**About this task**
Repeat exactly the lines below, from the line containing "of the dense" through the last line, both included. Leave out any pictures.

**Material supplied**

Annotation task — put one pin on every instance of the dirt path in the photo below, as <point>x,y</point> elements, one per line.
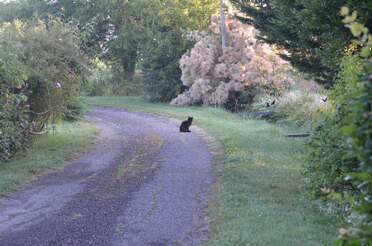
<point>143,184</point>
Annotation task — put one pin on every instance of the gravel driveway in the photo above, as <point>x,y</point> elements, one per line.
<point>144,183</point>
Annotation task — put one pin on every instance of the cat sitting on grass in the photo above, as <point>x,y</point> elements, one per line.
<point>185,125</point>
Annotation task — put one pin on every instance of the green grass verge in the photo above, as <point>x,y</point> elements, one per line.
<point>259,199</point>
<point>48,153</point>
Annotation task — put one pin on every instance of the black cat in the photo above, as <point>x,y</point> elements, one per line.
<point>185,125</point>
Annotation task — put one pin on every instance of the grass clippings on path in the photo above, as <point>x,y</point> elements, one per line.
<point>49,152</point>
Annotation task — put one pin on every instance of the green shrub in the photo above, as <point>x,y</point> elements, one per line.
<point>74,111</point>
<point>330,158</point>
<point>14,121</point>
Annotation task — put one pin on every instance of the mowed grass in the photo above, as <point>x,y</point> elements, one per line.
<point>259,198</point>
<point>48,153</point>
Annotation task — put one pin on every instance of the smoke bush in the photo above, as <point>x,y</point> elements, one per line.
<point>212,73</point>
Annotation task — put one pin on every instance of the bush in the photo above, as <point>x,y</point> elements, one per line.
<point>330,158</point>
<point>74,111</point>
<point>41,67</point>
<point>14,121</point>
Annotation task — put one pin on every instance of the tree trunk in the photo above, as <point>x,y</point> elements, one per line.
<point>223,25</point>
<point>129,65</point>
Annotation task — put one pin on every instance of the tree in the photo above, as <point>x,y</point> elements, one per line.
<point>310,31</point>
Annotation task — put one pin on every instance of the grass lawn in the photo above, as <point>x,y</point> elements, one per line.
<point>259,198</point>
<point>48,153</point>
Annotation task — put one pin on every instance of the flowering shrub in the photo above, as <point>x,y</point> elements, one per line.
<point>212,73</point>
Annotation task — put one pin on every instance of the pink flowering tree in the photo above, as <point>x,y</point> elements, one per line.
<point>212,73</point>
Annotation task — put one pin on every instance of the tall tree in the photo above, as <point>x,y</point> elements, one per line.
<point>311,31</point>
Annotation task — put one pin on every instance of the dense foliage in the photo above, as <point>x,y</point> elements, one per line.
<point>41,67</point>
<point>311,31</point>
<point>339,165</point>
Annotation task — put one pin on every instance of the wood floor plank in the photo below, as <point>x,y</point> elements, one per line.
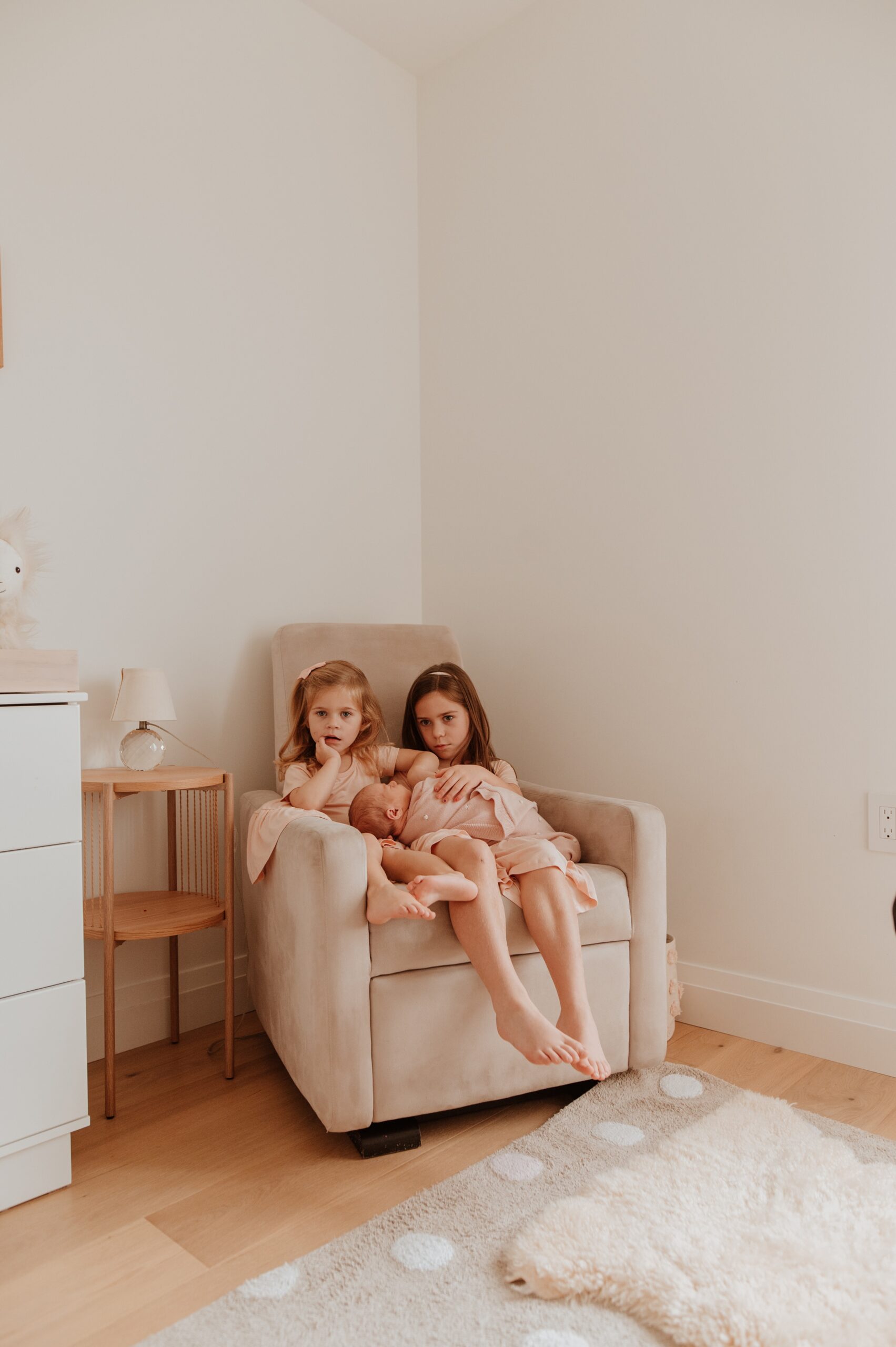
<point>93,1284</point>
<point>771,1070</point>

**Response to this task**
Annotation task — put one pin on every instance of the dense foliage in the photo above, as <point>x,y</point> elements, one per line.
<point>41,67</point>
<point>311,31</point>
<point>339,165</point>
Annotation task — put one pin on every instance of the wood floor plank in the photo below, as <point>x,y</point> elements, one per line.
<point>93,1284</point>
<point>771,1070</point>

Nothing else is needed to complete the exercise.